### Exercise instructions
Print each line exactly as it is given.

(Some records)
****

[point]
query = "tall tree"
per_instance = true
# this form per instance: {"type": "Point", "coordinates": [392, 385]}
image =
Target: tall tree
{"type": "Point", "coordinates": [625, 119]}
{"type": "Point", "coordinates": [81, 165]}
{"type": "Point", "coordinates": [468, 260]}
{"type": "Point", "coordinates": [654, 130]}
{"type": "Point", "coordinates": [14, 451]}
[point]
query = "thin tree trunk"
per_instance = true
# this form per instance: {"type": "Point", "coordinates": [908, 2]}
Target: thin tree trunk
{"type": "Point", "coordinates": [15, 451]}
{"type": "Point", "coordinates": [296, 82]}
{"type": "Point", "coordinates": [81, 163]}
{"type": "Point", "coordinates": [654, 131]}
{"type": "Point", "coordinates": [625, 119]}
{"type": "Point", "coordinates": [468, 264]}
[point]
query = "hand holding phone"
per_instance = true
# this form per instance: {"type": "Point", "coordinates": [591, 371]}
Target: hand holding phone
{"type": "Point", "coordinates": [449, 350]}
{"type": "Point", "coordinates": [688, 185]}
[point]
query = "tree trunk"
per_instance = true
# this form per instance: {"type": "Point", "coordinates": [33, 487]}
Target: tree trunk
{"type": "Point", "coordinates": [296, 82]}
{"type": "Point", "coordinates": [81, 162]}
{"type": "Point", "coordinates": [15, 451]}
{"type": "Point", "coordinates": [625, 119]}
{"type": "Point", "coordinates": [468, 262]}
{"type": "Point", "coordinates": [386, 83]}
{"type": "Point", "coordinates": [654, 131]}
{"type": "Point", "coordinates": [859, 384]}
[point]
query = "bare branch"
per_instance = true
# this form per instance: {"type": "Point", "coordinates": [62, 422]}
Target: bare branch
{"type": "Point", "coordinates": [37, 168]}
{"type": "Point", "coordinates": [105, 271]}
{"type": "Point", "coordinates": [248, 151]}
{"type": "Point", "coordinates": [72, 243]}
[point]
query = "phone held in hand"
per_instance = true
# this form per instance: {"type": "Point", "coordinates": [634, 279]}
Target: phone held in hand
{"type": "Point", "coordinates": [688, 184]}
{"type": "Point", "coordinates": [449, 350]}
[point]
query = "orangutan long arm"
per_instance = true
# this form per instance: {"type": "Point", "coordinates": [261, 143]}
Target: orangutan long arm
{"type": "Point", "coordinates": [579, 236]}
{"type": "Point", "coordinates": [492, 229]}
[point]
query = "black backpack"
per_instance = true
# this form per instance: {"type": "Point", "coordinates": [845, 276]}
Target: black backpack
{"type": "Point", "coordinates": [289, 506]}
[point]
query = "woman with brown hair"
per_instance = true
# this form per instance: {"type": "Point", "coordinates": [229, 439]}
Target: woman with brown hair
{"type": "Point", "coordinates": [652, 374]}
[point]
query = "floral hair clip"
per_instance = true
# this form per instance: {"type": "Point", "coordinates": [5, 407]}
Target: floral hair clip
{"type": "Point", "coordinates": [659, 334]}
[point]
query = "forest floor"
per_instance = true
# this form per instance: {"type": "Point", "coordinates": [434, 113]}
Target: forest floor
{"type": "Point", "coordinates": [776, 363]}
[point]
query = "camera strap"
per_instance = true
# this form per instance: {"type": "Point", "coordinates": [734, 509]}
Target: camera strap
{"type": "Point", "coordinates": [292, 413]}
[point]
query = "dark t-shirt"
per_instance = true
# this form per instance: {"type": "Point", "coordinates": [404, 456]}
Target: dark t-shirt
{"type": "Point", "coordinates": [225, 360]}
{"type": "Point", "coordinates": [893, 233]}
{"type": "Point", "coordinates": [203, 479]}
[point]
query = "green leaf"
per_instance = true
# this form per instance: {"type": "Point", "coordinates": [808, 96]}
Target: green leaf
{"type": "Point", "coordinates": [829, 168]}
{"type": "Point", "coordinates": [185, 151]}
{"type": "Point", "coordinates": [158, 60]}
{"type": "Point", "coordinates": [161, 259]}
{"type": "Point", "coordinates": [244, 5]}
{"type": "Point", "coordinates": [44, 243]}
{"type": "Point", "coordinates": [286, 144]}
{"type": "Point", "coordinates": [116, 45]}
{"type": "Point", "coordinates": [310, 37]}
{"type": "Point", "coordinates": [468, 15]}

****

### Task solution
[point]
query = "tall tree"
per_instance = true
# this form per instance: {"type": "Point", "coordinates": [392, 385]}
image =
Target: tall tree
{"type": "Point", "coordinates": [625, 119]}
{"type": "Point", "coordinates": [81, 165]}
{"type": "Point", "coordinates": [468, 260]}
{"type": "Point", "coordinates": [654, 130]}
{"type": "Point", "coordinates": [14, 451]}
[point]
query = "thin tree trunk"
per_instance = true
# this form per instance: {"type": "Point", "coordinates": [908, 2]}
Target: thin tree trunk
{"type": "Point", "coordinates": [15, 451]}
{"type": "Point", "coordinates": [296, 82]}
{"type": "Point", "coordinates": [81, 163]}
{"type": "Point", "coordinates": [654, 131]}
{"type": "Point", "coordinates": [625, 119]}
{"type": "Point", "coordinates": [468, 264]}
[point]
query = "hand holding phone"
per_instance = true
# this form per instance: {"type": "Point", "coordinates": [591, 371]}
Target: hand holding phone
{"type": "Point", "coordinates": [449, 350]}
{"type": "Point", "coordinates": [688, 185]}
[point]
query = "tree trunk"
per_instance = true
# this form per instance: {"type": "Point", "coordinates": [33, 487]}
Target: tree trunk
{"type": "Point", "coordinates": [296, 82]}
{"type": "Point", "coordinates": [81, 162]}
{"type": "Point", "coordinates": [15, 451]}
{"type": "Point", "coordinates": [625, 119]}
{"type": "Point", "coordinates": [468, 262]}
{"type": "Point", "coordinates": [386, 83]}
{"type": "Point", "coordinates": [654, 131]}
{"type": "Point", "coordinates": [859, 384]}
[point]
query = "bare branch"
per_instance = true
# this form per instance: {"type": "Point", "coordinates": [62, 422]}
Target: bare branch
{"type": "Point", "coordinates": [37, 168]}
{"type": "Point", "coordinates": [105, 271]}
{"type": "Point", "coordinates": [248, 151]}
{"type": "Point", "coordinates": [72, 243]}
[point]
query = "phone held in hand"
per_instance = true
# this form per instance: {"type": "Point", "coordinates": [634, 279]}
Target: phone held in hand
{"type": "Point", "coordinates": [688, 184]}
{"type": "Point", "coordinates": [449, 350]}
[point]
query = "orangutan long arm"
per_instance = true
# this form per instance: {"type": "Point", "coordinates": [261, 143]}
Target: orangutan long arm
{"type": "Point", "coordinates": [579, 236]}
{"type": "Point", "coordinates": [492, 229]}
[point]
query = "black backpack"
per_instance = true
# this form per instance: {"type": "Point", "coordinates": [845, 276]}
Target: black backpack
{"type": "Point", "coordinates": [289, 506]}
[point]
query = "woman with brown hair"
per_instance = true
# this form per instance: {"type": "Point", "coordinates": [229, 439]}
Target: woman with brown hair
{"type": "Point", "coordinates": [652, 374]}
[point]
query = "floral hair clip"
per_instance = true
# this form per instance: {"type": "Point", "coordinates": [5, 407]}
Target: floral hair clip
{"type": "Point", "coordinates": [659, 334]}
[point]
query = "forest floor"
per_instance = true
# this form per instance: {"type": "Point", "coordinates": [434, 113]}
Target: forest floor
{"type": "Point", "coordinates": [776, 363]}
[point]
query = "camera strap"
per_instance = true
# this form per instance: {"type": "Point", "coordinates": [734, 509]}
Target: camera strap
{"type": "Point", "coordinates": [292, 413]}
[point]
query = "dark t-shirt"
per_instance = true
# this form per instance: {"type": "Point", "coordinates": [404, 456]}
Target: dark t-shirt
{"type": "Point", "coordinates": [225, 360]}
{"type": "Point", "coordinates": [893, 233]}
{"type": "Point", "coordinates": [203, 479]}
[point]
query = "green leaf"
per_instance = true
# this form per instance: {"type": "Point", "coordinates": [808, 96]}
Target: green leaf
{"type": "Point", "coordinates": [829, 168]}
{"type": "Point", "coordinates": [185, 151]}
{"type": "Point", "coordinates": [158, 60]}
{"type": "Point", "coordinates": [161, 259]}
{"type": "Point", "coordinates": [244, 5]}
{"type": "Point", "coordinates": [44, 243]}
{"type": "Point", "coordinates": [286, 144]}
{"type": "Point", "coordinates": [116, 45]}
{"type": "Point", "coordinates": [310, 37]}
{"type": "Point", "coordinates": [468, 15]}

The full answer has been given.